Records contained in a dataset
+ + + +
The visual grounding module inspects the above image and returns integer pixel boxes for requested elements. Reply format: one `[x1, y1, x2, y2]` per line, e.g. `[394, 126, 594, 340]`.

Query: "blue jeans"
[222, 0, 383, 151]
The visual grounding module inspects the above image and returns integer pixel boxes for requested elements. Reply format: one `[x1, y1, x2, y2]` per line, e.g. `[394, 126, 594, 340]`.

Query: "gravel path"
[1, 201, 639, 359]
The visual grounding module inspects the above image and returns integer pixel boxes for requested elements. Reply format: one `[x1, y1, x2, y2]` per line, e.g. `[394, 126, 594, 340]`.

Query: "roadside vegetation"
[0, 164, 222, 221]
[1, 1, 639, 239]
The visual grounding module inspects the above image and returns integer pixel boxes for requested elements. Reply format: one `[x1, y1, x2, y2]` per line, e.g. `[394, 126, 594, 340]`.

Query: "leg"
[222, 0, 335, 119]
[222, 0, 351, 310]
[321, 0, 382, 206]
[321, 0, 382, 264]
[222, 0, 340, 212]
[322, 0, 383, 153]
+ + + +
All of the records above must be reproduced exactly.

ANSWER AREA:
The visual grounding module inspects the above image and returns integer pixel boxes for requested elements. Reply format: one `[x1, y1, x2, y2]` per line, e.g. `[394, 126, 594, 340]`.

Query: "blue jeans"
[222, 0, 383, 151]
The visual grounding module inspects the above image and returns integer pixel boxes for requested elements. Reply format: one `[x1, y1, x2, y2]` per line, e.g. `[394, 126, 594, 340]`.

Query: "gravel path"
[1, 201, 639, 359]
The visual grounding module inspects the above image and returns integer pixel boxes for requested elements. Reply format: one `[x1, y1, x2, y2]` per line, e.g. `[394, 126, 594, 340]`.

Query: "roadside vegetation"
[0, 164, 222, 221]
[1, 1, 639, 239]
The visual grounding module inspects the above image and returns integer pixel boxes for requested elements. Reply format: one `[x1, y1, x2, y2]` per line, e.g. `[394, 126, 594, 340]`.

Query: "leg"
[222, 0, 335, 119]
[222, 0, 351, 310]
[321, 0, 382, 206]
[321, 0, 382, 264]
[222, 0, 340, 212]
[322, 0, 383, 153]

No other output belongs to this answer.